**EXERCISE:** As you restate the entries, keep every word intact and leave out whatever images they hold.
BEGIN INPUT FOR THIS TASK
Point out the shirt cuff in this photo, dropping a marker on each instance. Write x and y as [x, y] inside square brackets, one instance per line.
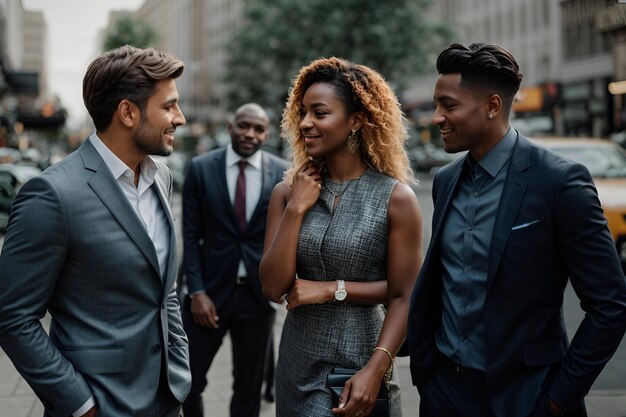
[86, 407]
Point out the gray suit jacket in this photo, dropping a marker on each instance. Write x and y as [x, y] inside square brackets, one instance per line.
[75, 248]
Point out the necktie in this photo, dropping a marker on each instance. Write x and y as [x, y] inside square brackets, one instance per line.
[240, 196]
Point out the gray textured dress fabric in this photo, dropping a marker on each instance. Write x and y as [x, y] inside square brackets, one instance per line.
[350, 243]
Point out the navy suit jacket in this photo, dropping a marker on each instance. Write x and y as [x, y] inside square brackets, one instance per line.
[549, 228]
[213, 243]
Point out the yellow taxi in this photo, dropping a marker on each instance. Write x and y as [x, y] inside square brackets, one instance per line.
[606, 162]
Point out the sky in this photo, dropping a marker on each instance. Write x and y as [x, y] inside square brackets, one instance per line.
[73, 27]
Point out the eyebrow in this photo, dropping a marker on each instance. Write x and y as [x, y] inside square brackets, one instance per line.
[441, 98]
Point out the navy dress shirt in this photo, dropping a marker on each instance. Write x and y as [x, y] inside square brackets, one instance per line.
[465, 244]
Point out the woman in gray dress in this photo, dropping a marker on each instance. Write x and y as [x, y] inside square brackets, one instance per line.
[343, 239]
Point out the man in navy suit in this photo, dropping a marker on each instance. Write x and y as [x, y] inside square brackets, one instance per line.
[225, 200]
[512, 223]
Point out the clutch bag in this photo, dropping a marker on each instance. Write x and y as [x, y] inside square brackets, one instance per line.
[335, 381]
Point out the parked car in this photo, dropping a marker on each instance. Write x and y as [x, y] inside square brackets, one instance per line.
[606, 161]
[178, 163]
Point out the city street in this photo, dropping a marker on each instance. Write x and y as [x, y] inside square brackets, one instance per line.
[606, 399]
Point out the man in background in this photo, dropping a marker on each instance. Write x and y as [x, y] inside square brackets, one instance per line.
[91, 241]
[225, 200]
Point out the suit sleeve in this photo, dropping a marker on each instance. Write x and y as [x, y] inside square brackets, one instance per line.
[192, 230]
[587, 249]
[32, 259]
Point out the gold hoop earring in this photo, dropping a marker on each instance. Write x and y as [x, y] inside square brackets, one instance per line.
[352, 143]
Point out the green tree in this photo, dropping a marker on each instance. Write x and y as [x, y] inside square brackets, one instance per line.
[128, 31]
[280, 36]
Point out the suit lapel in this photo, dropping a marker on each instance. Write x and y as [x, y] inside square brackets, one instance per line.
[510, 201]
[109, 192]
[267, 185]
[219, 172]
END INPUT FOR THIS TASK
**THE COMPLETED TASK:**
Point out the shirt cuff in this photo, dropping a marker on each instance. Write x and y as [x, y] inside square brackets, one instance per line.
[86, 407]
Point out the gray suit jacket in this photo, dropping a marker on each instance. Write x and y as [x, y] inside square brackets, one instance per line.
[75, 248]
Point out the necktie in this photo, dropping a marker on each instance. Write x and y as [x, y] inside square brackets, one instance per line.
[240, 196]
Point out the gray textured dress fabric in this photo, dropping a marker on each instance. Write x and y as [x, y] inside square brackets, one instance per line.
[350, 243]
Point out the navy suit jacket in this photo, dropping a marker on each instance. Write x and y as [x, y] inside square brackets, one instance per line.
[549, 228]
[213, 243]
Point out the yellow taxi in this photo, dropping a marker on each instance. Write x and y as [x, y] inside square brackets, one instance per line.
[606, 162]
Point out the sky in this photo, dropping a marker on each instance. Write x and y as [x, y] inside square brackets, one instance per line.
[73, 27]
Point out the eyebrow in this photo, dropping a marker on each instance. Write x and y as [x, y] inside square brackets, one instance per line.
[441, 98]
Point out the navy dress shirt in this photo, dropping a marker on each instance. Write x and y as [x, y] inside square brackets, one instance per line.
[465, 244]
Point out the woman in gray dress in this photo, dropping a marker on each instance. Write x and y as [x, y] inside square brackets, one instance per line.
[343, 239]
Point out the man in navy suit in this photo, dropping a marker on each instance. Write x and y as [x, y] inside square brackets, one instance per line.
[225, 200]
[512, 223]
Point out the clutch bag in this photo, dropping a marker on each instance. Write x and y as [x, y] inside square brackets, one instance per line.
[335, 381]
Point out the parked car in this photo, dropping a marker on each instance. Write x and y as [x, y] inside square brackets, one instance per line.
[606, 161]
[178, 163]
Point out the city street in this photo, dropping a marker on each instance. Write x and y as [x, y] inside square brackets, one instance per line.
[606, 399]
Point out the man in background in this photo, dropping a marker on each instance. Write x and y as [x, y] inside square brackets, one instance per line.
[91, 241]
[225, 200]
Point out the suit sleeve in this photo, dropping a marker on each instance. Write x and y as [x, y] inside square brackets, one instance per line.
[192, 230]
[587, 249]
[32, 259]
Point out the gold hoop earring in this photo, dropping a marker on each instance. Write x and y as [x, y] inside square brackets, one instance per line.
[352, 143]
Point out the green tree in this photo, dropping a marker on each instance. Write x and y as [x, y] inside square brackets, one instance per line.
[128, 31]
[280, 36]
Point out the suit lapel in this photo, dropping a marker on each instance. Write x and y as [x, y] inside square brackets, one instance per line.
[510, 201]
[109, 192]
[267, 185]
[219, 172]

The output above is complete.